Aim: Retype the lines below, starting with the line that contains "Task: tag every instance of the red" and continuing through the end of the items. Keep every character the same.

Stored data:
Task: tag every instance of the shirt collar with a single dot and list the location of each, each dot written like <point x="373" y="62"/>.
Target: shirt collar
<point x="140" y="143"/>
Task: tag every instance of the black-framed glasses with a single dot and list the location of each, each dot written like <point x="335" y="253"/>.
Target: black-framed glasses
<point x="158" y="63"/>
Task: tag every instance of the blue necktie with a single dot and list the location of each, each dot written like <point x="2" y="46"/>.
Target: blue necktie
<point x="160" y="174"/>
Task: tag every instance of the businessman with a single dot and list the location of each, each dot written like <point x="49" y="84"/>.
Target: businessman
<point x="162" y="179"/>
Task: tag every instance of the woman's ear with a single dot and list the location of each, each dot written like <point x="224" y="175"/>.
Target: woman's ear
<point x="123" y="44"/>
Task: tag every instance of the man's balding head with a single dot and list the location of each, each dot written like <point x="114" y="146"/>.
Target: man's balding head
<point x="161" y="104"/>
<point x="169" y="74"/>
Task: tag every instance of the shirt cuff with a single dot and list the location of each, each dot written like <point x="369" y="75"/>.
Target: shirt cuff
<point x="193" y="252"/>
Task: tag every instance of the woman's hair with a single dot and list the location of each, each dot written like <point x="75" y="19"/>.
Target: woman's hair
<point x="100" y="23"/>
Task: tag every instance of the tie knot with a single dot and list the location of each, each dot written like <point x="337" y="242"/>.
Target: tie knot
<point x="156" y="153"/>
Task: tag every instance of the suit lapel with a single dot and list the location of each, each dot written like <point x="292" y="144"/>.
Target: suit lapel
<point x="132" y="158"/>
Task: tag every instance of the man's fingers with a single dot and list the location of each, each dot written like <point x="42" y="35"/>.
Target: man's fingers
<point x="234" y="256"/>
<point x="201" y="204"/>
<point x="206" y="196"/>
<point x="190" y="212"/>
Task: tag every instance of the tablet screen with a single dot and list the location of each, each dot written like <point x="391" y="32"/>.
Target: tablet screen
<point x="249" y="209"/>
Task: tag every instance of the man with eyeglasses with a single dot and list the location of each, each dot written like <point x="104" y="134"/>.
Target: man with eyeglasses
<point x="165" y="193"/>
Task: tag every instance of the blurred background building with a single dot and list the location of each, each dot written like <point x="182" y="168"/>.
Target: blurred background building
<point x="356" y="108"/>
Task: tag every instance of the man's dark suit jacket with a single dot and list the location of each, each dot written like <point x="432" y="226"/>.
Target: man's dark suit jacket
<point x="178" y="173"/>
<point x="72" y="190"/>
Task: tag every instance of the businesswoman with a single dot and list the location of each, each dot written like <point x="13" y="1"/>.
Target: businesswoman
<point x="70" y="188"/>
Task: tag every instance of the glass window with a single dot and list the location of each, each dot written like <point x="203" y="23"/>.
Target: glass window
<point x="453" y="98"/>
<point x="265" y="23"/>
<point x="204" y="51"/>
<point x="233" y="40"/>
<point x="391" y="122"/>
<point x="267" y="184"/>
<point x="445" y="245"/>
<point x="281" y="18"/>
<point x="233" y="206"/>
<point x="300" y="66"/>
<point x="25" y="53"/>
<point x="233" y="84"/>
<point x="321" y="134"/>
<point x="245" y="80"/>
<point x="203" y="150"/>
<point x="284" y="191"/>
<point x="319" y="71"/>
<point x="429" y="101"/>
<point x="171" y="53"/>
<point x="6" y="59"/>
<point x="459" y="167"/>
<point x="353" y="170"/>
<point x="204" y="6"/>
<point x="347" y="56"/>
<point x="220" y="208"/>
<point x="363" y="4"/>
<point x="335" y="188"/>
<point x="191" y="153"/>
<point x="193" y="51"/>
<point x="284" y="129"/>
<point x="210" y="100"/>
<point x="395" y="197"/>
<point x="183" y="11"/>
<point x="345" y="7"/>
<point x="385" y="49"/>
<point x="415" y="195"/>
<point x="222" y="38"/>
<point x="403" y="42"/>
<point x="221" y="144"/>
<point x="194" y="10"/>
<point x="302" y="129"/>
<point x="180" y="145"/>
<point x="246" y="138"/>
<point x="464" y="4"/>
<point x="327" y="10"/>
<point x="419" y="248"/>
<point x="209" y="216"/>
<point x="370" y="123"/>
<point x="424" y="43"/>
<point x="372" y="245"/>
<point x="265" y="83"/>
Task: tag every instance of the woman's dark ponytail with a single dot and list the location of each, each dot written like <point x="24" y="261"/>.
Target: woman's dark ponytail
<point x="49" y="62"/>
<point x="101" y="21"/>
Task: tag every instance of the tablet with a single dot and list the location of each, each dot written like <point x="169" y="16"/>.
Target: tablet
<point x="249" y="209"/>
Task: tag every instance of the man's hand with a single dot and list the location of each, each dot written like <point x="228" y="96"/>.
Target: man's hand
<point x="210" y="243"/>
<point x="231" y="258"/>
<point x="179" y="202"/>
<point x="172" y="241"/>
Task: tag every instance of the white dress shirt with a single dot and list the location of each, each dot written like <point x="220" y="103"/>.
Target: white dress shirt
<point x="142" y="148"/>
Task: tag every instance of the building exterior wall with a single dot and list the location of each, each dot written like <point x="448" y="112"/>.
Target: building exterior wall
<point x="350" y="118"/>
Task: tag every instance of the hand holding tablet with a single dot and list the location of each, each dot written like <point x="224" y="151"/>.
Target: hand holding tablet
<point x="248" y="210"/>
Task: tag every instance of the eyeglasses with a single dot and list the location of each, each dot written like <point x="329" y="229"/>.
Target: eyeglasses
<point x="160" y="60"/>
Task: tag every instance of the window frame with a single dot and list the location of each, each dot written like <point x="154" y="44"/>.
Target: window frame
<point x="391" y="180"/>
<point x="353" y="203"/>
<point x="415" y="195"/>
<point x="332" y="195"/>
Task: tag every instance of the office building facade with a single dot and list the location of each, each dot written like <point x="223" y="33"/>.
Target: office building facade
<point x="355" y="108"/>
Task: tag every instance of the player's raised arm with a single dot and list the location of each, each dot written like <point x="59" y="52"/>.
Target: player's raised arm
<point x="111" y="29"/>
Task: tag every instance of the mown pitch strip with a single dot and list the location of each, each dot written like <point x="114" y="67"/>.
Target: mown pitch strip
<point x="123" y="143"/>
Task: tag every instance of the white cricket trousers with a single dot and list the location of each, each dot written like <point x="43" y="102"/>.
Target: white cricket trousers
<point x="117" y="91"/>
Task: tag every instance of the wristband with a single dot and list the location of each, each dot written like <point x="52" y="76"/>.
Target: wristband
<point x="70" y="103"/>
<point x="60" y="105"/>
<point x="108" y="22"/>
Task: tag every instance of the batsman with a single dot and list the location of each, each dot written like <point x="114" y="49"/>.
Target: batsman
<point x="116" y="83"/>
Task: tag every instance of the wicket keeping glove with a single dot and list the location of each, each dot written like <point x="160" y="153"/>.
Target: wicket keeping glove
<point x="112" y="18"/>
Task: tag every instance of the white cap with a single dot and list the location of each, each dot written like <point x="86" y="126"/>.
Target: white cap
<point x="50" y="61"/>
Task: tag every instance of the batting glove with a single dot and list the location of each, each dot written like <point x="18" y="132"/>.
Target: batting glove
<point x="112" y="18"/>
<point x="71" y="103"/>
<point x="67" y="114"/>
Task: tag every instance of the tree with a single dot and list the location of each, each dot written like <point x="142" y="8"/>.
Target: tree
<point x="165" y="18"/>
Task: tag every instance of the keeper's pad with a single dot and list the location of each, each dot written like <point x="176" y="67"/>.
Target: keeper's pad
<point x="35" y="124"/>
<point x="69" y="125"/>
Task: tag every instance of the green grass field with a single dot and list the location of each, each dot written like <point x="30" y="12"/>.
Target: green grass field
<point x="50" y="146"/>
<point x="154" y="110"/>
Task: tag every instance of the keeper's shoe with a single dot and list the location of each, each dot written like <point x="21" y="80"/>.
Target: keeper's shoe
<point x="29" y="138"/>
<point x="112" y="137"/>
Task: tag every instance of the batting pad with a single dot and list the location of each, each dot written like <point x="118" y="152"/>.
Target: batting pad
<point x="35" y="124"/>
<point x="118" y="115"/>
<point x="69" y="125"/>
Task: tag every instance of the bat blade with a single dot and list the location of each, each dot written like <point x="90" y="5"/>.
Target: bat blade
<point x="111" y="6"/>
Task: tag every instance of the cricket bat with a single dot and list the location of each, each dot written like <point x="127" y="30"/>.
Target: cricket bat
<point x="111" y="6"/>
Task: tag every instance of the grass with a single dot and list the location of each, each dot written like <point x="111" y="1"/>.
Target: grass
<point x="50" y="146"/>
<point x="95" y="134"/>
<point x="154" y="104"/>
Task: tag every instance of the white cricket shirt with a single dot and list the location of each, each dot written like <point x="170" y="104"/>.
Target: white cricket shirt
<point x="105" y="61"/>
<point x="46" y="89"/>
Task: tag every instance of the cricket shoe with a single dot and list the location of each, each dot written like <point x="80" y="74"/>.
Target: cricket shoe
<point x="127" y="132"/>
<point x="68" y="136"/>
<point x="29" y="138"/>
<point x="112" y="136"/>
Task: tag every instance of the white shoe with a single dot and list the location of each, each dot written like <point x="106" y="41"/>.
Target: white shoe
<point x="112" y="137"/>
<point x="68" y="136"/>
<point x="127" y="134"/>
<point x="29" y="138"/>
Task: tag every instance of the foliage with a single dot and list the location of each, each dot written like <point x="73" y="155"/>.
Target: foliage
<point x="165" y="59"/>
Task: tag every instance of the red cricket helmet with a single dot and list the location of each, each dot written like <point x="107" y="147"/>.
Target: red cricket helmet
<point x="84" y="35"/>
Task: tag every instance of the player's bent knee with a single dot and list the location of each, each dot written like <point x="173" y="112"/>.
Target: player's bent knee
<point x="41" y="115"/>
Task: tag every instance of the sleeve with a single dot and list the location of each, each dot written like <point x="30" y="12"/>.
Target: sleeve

Written reply:
Task: tag every instance of the red cricket helmet with a single dot and list the location of each, each dot written like <point x="107" y="147"/>.
Target: red cricket helmet
<point x="84" y="35"/>
Task: tag every instance of the player's bent knee with a single dot and list the location of each, each dot written like <point x="173" y="112"/>.
Target: player's bent knee
<point x="41" y="115"/>
Task: tag every instance of the sleeve with a single dot and list the location of each, each dot written like <point x="30" y="12"/>.
Target: sleeve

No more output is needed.